> **LINHAS DE DADOS**:
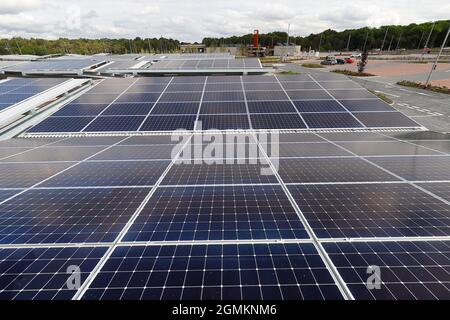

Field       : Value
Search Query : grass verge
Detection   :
[397,80,450,94]
[302,63,325,68]
[369,89,394,104]
[279,71,302,75]
[331,70,375,77]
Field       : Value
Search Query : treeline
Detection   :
[0,37,180,55]
[202,20,450,51]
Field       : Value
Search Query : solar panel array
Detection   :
[23,75,420,134]
[0,79,66,111]
[150,56,261,70]
[0,129,450,300]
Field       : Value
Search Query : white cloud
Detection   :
[0,0,450,41]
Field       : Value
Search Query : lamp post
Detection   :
[425,27,450,86]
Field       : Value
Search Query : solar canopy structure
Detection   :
[26,75,420,136]
[0,132,450,300]
[0,69,450,300]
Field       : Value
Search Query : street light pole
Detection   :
[425,28,450,86]
[424,22,436,48]
[380,27,389,52]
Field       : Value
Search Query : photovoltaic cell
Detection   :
[289,183,450,238]
[41,161,169,187]
[102,103,153,116]
[419,183,450,201]
[83,116,145,132]
[302,113,363,128]
[196,114,250,130]
[0,247,107,300]
[324,241,450,300]
[162,159,277,185]
[0,162,73,188]
[28,117,94,132]
[124,185,308,241]
[370,156,450,181]
[250,113,306,129]
[354,112,420,128]
[52,103,108,117]
[83,244,342,300]
[151,102,199,115]
[278,158,398,183]
[139,115,196,131]
[294,100,346,116]
[248,101,297,113]
[0,188,150,244]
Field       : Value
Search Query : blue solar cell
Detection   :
[324,241,450,300]
[28,117,94,132]
[302,112,363,128]
[102,103,154,116]
[0,247,107,300]
[248,101,297,113]
[370,156,450,181]
[278,158,399,183]
[139,115,196,131]
[124,185,308,241]
[289,183,450,238]
[151,102,200,115]
[162,159,277,185]
[71,92,119,104]
[0,188,150,244]
[0,93,34,104]
[250,113,306,129]
[354,112,420,128]
[115,92,161,103]
[0,189,22,202]
[203,91,245,101]
[200,101,247,114]
[245,91,289,101]
[42,161,169,187]
[83,244,342,300]
[196,114,250,130]
[286,90,332,100]
[52,103,108,117]
[83,116,145,132]
[294,100,347,112]
[0,162,73,188]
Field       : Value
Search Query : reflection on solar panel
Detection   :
[289,183,450,238]
[84,244,342,300]
[0,188,149,244]
[0,68,450,300]
[0,247,106,300]
[124,185,308,241]
[0,79,66,111]
[324,241,450,300]
[24,75,419,134]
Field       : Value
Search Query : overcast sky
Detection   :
[0,0,450,41]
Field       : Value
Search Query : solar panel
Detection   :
[124,185,308,241]
[0,188,150,244]
[23,74,419,134]
[370,156,450,181]
[41,161,169,187]
[162,160,277,185]
[279,158,399,183]
[324,241,450,300]
[0,162,73,188]
[0,247,107,300]
[84,244,342,300]
[289,183,450,238]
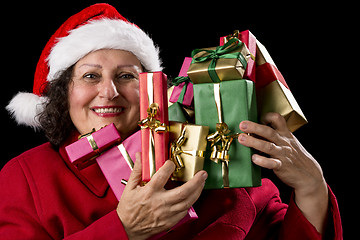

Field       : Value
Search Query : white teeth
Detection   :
[93,108,123,113]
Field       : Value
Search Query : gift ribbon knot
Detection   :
[138,103,168,133]
[191,38,247,83]
[207,123,239,163]
[170,126,204,176]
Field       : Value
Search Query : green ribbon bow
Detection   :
[191,38,247,83]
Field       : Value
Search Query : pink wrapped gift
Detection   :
[220,30,256,82]
[96,131,141,200]
[169,57,194,106]
[96,131,198,239]
[139,72,169,182]
[65,124,121,169]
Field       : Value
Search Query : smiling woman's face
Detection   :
[69,49,142,139]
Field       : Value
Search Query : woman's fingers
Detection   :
[238,133,281,156]
[126,152,142,189]
[147,160,175,190]
[167,170,208,212]
[261,113,290,135]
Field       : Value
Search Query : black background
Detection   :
[0,1,359,236]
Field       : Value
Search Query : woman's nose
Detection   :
[99,79,119,100]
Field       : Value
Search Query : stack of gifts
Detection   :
[187,35,261,189]
[66,30,306,236]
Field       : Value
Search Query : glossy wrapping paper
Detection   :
[96,131,198,239]
[187,38,251,84]
[256,41,307,132]
[169,122,209,182]
[194,80,261,189]
[96,131,141,200]
[139,72,169,182]
[220,30,256,82]
[65,124,121,169]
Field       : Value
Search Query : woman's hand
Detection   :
[116,153,207,239]
[238,113,328,233]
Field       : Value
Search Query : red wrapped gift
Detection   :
[220,30,256,82]
[65,123,121,169]
[139,72,169,182]
[96,131,141,200]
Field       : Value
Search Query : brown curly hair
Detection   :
[38,65,76,147]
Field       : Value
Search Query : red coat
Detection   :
[0,136,342,240]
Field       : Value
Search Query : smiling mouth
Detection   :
[91,106,125,117]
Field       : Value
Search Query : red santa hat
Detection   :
[6,4,162,129]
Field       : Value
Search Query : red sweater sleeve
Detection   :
[280,187,343,240]
[0,158,128,240]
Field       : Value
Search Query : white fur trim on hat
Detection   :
[47,18,162,81]
[6,92,47,130]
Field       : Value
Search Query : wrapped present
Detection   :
[169,122,209,182]
[220,30,256,82]
[96,131,198,239]
[96,131,141,200]
[168,57,194,122]
[168,102,195,123]
[65,123,121,169]
[187,38,251,84]
[194,80,261,189]
[256,41,307,132]
[139,72,169,182]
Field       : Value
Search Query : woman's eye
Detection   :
[119,73,135,79]
[83,73,98,79]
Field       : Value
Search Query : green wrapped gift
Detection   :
[187,38,251,84]
[168,102,193,123]
[194,80,261,189]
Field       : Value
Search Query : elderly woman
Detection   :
[0,4,342,239]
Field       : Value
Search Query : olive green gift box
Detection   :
[194,79,261,189]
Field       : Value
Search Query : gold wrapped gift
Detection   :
[169,122,209,182]
[256,41,307,132]
[187,39,251,84]
[257,80,307,132]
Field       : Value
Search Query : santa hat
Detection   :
[6,4,162,129]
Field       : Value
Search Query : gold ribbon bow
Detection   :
[170,124,204,181]
[170,124,186,172]
[207,123,239,163]
[206,83,239,188]
[138,103,168,133]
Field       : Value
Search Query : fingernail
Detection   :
[239,133,247,142]
[201,171,208,181]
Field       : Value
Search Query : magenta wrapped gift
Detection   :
[96,131,198,240]
[96,131,141,200]
[169,57,194,106]
[65,123,121,169]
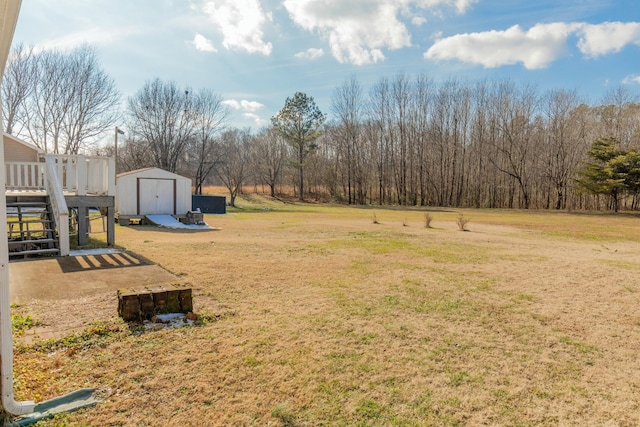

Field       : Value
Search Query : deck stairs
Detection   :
[6,195,60,260]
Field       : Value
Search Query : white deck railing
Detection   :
[45,155,70,256]
[5,154,115,196]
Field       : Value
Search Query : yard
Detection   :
[10,198,640,426]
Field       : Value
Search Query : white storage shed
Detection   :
[116,168,191,216]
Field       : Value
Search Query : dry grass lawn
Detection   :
[10,197,640,426]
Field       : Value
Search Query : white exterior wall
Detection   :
[116,168,191,215]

> **EXERCÍCIO CURTO**:
Reescreva toda a listagem como uma tabela em Markdown com as colunas Nº e Conteúdo, numerando cada linha e omitindo as linhas em branco. Deixe as imagens de fora da resposta.

> **EXERCÍCIO RESOLVIDO**:
| Nº | Conteúdo |
|---|---|
| 1 | Field       : Value |
| 2 | Search Query : grass verge |
| 3 | Detection   : |
| 4 | [397,80,450,94] |
| 5 | [302,63,325,68] |
| 6 | [369,89,394,104] |
| 7 | [279,71,302,75] |
| 8 | [331,70,375,77] |
| 9 | Field       : Value |
| 10 | Search Query : treeline |
| 11 | Detection   : |
| 12 | [0,37,180,55] |
| 13 | [202,20,450,51] |
| 14 | Field       : Value |
| 15 | Search Query : solar panel array |
| 16 | Detection   : |
| 17 | [23,75,420,134] |
| 18 | [0,79,66,111] |
| 19 | [150,56,261,70] |
| 20 | [0,129,450,300] |
| 21 | Field       : Value |
| 22 | Search Query : white cloud |
| 23 | Detection   : |
| 24 | [0,0,450,41] |
| 25 | Field       : Value |
| 26 | Search Query : lamp post |
| 27 | Detection   : |
| 28 | [425,27,450,86] |
| 29 | Field       : Value |
| 30 | Search Query : solar canopy structure |
| 31 | Detection   : |
| 32 | [26,75,420,136] |
| 33 | [0,132,450,300] |
| 34 | [0,69,450,300] |
| 35 | Field       : Value |
| 36 | Search Query : street light pole |
| 37 | Detection   : |
| 38 | [425,28,450,86] |
| 39 | [424,22,436,48] |
| 40 | [380,27,389,52] |
| 41 | Field       : Value |
| 42 | Search Query : photovoltaic cell |
| 43 | Detection   : |
| 44 | [289,183,450,238] |
| 45 | [41,161,169,187] |
| 46 | [102,103,153,116] |
| 47 | [419,183,450,201] |
| 48 | [83,116,145,132] |
| 49 | [302,113,363,128] |
| 50 | [196,114,250,130] |
| 51 | [0,247,107,300] |
| 52 | [324,241,450,300] |
| 53 | [162,159,277,185] |
| 54 | [0,162,73,188] |
| 55 | [28,117,94,132] |
| 56 | [124,185,308,241] |
| 57 | [370,156,450,181] |
| 58 | [250,113,306,129] |
| 59 | [354,112,420,128] |
| 60 | [52,103,108,117] |
| 61 | [83,244,342,300] |
| 62 | [151,102,199,115] |
| 63 | [278,158,398,183] |
| 64 | [139,115,196,131] |
| 65 | [294,100,346,116] |
| 66 | [248,101,297,113] |
| 67 | [0,188,150,244] |
| 68 | Field       : Value |
| 69 | Search Query : blue solar cell |
| 70 | Detection   : |
| 71 | [324,241,450,300] |
| 72 | [28,117,94,132] |
| 73 | [302,112,363,128] |
| 74 | [102,103,154,116] |
| 75 | [0,247,107,300] |
| 76 | [248,101,297,113] |
| 77 | [370,156,450,181] |
| 78 | [278,158,399,183] |
| 79 | [139,115,196,131] |
| 80 | [124,185,308,241] |
| 81 | [289,183,450,238] |
| 82 | [151,102,200,115] |
| 83 | [162,159,277,185] |
| 84 | [71,92,119,104] |
| 85 | [0,188,150,244] |
| 86 | [0,93,34,104] |
| 87 | [250,113,306,129] |
| 88 | [354,112,420,128] |
| 89 | [115,92,161,103] |
| 90 | [0,189,22,202] |
| 91 | [203,91,245,101] |
| 92 | [200,101,247,114] |
| 93 | [245,91,289,101] |
| 94 | [42,161,169,187] |
| 95 | [83,244,342,300] |
| 96 | [196,114,250,130] |
| 97 | [286,90,332,100] |
| 98 | [52,103,108,117] |
| 99 | [83,116,145,132] |
| 100 | [294,100,347,112] |
| 101 | [0,162,73,188] |
| 102 | Field       : Value |
| 103 | Search Query : reflection on solar panel |
| 104 | Detection   : |
| 105 | [289,183,450,238] |
| 106 | [84,244,342,300] |
| 107 | [0,188,149,244] |
| 108 | [0,68,450,300] |
| 109 | [0,247,106,300] |
| 110 | [124,185,308,241] |
| 111 | [0,79,66,111] |
| 112 | [324,241,450,300] |
| 113 | [24,75,419,134] |
| 114 | Field       : Value |
| 115 | Search Query : overcast sky |
| 116 | Detection   : |
| 117 | [0,0,450,41] |
| 118 | Field       : Value |
| 119 | Search Query : solar panel |
| 120 | Detection   : |
| 121 | [124,185,308,241] |
| 122 | [0,188,150,244] |
| 123 | [23,74,419,134] |
| 124 | [370,156,450,181] |
| 125 | [41,161,169,187] |
| 126 | [162,160,277,185] |
| 127 | [279,158,399,183] |
| 128 | [324,241,450,300] |
| 129 | [0,162,73,188] |
| 130 | [0,247,107,300] |
| 131 | [84,244,342,300] |
| 132 | [289,183,450,238] |
| 133 | Field       : Value |
| 134 | Search Query : white teeth |
| 135 | Detection   : |
| 136 | [93,108,123,113] |
| 137 | Field       : Value |
| 138 | Search Query : gift ribbon knot |
| 139 | Detection   : |
| 140 | [138,103,168,133] |
| 141 | [191,38,247,83] |
| 142 | [207,123,239,163] |
| 143 | [170,126,204,176] |
| 144 | Field       : Value |
| 145 | Search Query : green ribbon bow |
| 146 | Detection   : |
| 147 | [191,38,247,83] |
| 148 | Field       : Value |
| 149 | Search Query : pink wrapped gift |
| 150 | Detection   : |
| 151 | [220,30,256,82] |
| 152 | [96,131,141,200] |
| 153 | [169,57,194,106] |
| 154 | [96,131,198,239] |
| 155 | [139,72,169,182] |
| 156 | [65,124,121,169] |
| 157 | Field       : Value |
| 158 | Search Query : smiling woman's face |
| 159 | Detection   : |
| 160 | [69,49,142,139] |
| 161 | Field       : Value |
| 162 | Search Query : woman's fingers |
| 163 | Detection   : |
| 164 | [238,133,281,156] |
| 165 | [126,152,142,189] |
| 166 | [147,160,175,190] |
| 167 | [167,170,208,212] |
| 168 | [261,113,290,135] |
| 169 | Field       : Value |
| 170 | Search Query : black background |
| 171 | Detection   : |
| 172 | [0,1,359,236] |
| 173 | Field       : Value |
| 174 | Search Query : woman's nose |
| 175 | Detection   : |
| 176 | [99,79,119,100] |
| 177 | Field       : Value |
| 178 | Search Query : stack of gifts |
| 179 | Detection   : |
| 180 | [187,35,261,189] |
| 181 | [66,30,306,236] |
| 182 | Field       : Value |
| 183 | Search Query : glossy wrapping paper |
| 184 | Detection   : |
| 185 | [96,131,198,239] |
| 186 | [187,38,251,84] |
| 187 | [256,41,307,132] |
| 188 | [169,122,209,182] |
| 189 | [194,80,261,189] |
| 190 | [96,131,141,200] |
| 191 | [139,72,169,182] |
| 192 | [220,30,256,82] |
| 193 | [65,124,121,169] |
| 194 | Field       : Value |
| 195 | Search Query : woman's hand |
| 196 | Detection   : |
| 197 | [116,153,207,239] |
| 198 | [238,113,328,233] |
| 199 | Field       : Value |
| 200 | Search Query : red wrapped gift |
| 201 | Detection   : |
| 202 | [220,30,256,82] |
| 203 | [65,123,121,169] |
| 204 | [139,72,169,182] |
| 205 | [96,131,141,200] |
| 206 | Field       : Value |
| 207 | Search Query : brown curly hair |
| 208 | Detection   : |
| 209 | [38,65,76,147] |
| 210 | Field       : Value |
| 211 | Search Query : red coat |
| 212 | Detection   : |
| 213 | [0,136,342,240] |
| 214 | Field       : Value |
| 215 | Search Query : smiling mouth |
| 216 | Detection   : |
| 217 | [91,106,125,117] |
| 218 | Field       : Value |
| 219 | Search Query : red santa hat |
| 220 | Detection   : |
| 221 | [6,4,162,129] |
| 222 | Field       : Value |
| 223 | Search Query : red sweater sleeve |
| 224 | Detection   : |
| 225 | [280,187,343,240] |
| 226 | [0,158,128,240] |
| 227 | Field       : Value |
| 228 | Search Query : white fur trim on hat |
| 229 | Detection   : |
| 230 | [47,18,162,81] |
| 231 | [6,92,47,130] |
| 232 | Field       : Value |
| 233 | Search Query : wrapped present |
| 234 | Detection   : |
| 235 | [169,122,209,182] |
| 236 | [220,30,256,82] |
| 237 | [96,131,198,239] |
| 238 | [96,131,141,200] |
| 239 | [168,57,194,122] |
| 240 | [168,102,195,123] |
| 241 | [65,123,121,169] |
| 242 | [187,38,251,84] |
| 243 | [194,80,261,189] |
| 244 | [256,41,307,132] |
| 245 | [139,72,169,182] |
| 246 | Field       : Value |
| 247 | Search Query : woman's eye |
| 248 | Detection   : |
| 249 | [119,73,135,79] |
| 250 | [83,73,98,79] |
| 251 | Field       : Value |
| 252 | Search Query : green wrapped gift |
| 253 | Detection   : |
| 254 | [187,38,251,84] |
| 255 | [168,102,193,123] |
| 256 | [194,80,261,189] |
| 257 | Field       : Value |
| 258 | Search Query : elderly woman |
| 259 | Detection   : |
| 260 | [0,4,342,239] |
| 261 | Field       : Value |
| 262 | Search Query : olive green gift box |
| 263 | Detection   : |
| 264 | [194,79,261,189] |
| 265 | Field       : Value |
| 266 | Search Query : gold wrapped gift |
| 267 | Detection   : |
| 268 | [169,122,209,182] |
| 269 | [256,41,307,132] |
| 270 | [187,39,251,84] |
| 271 | [257,80,307,132] |
| 272 | Field       : Value |
| 273 | Search Query : santa hat |
| 274 | Detection   : |
| 275 | [6,4,162,129] |
| 276 | Field       : Value |
| 277 | Search Query : gold ribbon bow |
| 278 | Detection   : |
| 279 | [170,124,204,181] |
| 280 | [170,124,186,172] |
| 281 | [207,123,239,163] |
| 282 | [206,83,239,188] |
| 283 | [138,103,168,133] |
| 284 | Field       : Value |
| 285 | Search Query : fingernail |
| 286 | Detection   : |
| 287 | [239,133,247,142] |
| 288 | [201,171,208,181] |
| 289 | Field       : Value |
| 290 | Search Query : magenta wrapped gift |
| 291 | Detection   : |
| 292 | [96,131,198,240] |
| 293 | [96,131,141,200] |
| 294 | [169,57,194,106] |
| 295 | [65,123,121,169] |
| 296 | Field       : Value |
| 297 | Search Query : deck stairs |
| 298 | Detection   : |
| 299 | [6,195,60,260] |
| 300 | Field       : Value |
| 301 | Search Query : white deck railing |
| 302 | Detection   : |
| 303 | [45,155,70,256] |
| 304 | [5,154,115,196] |
| 305 | Field       : Value |
| 306 | Search Query : yard |
| 307 | Detection   : |
| 308 | [10,198,640,426] |
| 309 | Field       : Value |
| 310 | Search Query : white storage shed |
| 311 | Detection   : |
| 312 | [116,168,191,216] |
| 313 | Field       : Value |
| 314 | Search Query : dry grass lawn |
| 315 | Detection   : |
| 316 | [10,197,640,426] |
| 317 | Field       : Value |
| 318 | Search Query : white exterior wall |
| 319 | Detection   : |
| 320 | [116,168,191,215] |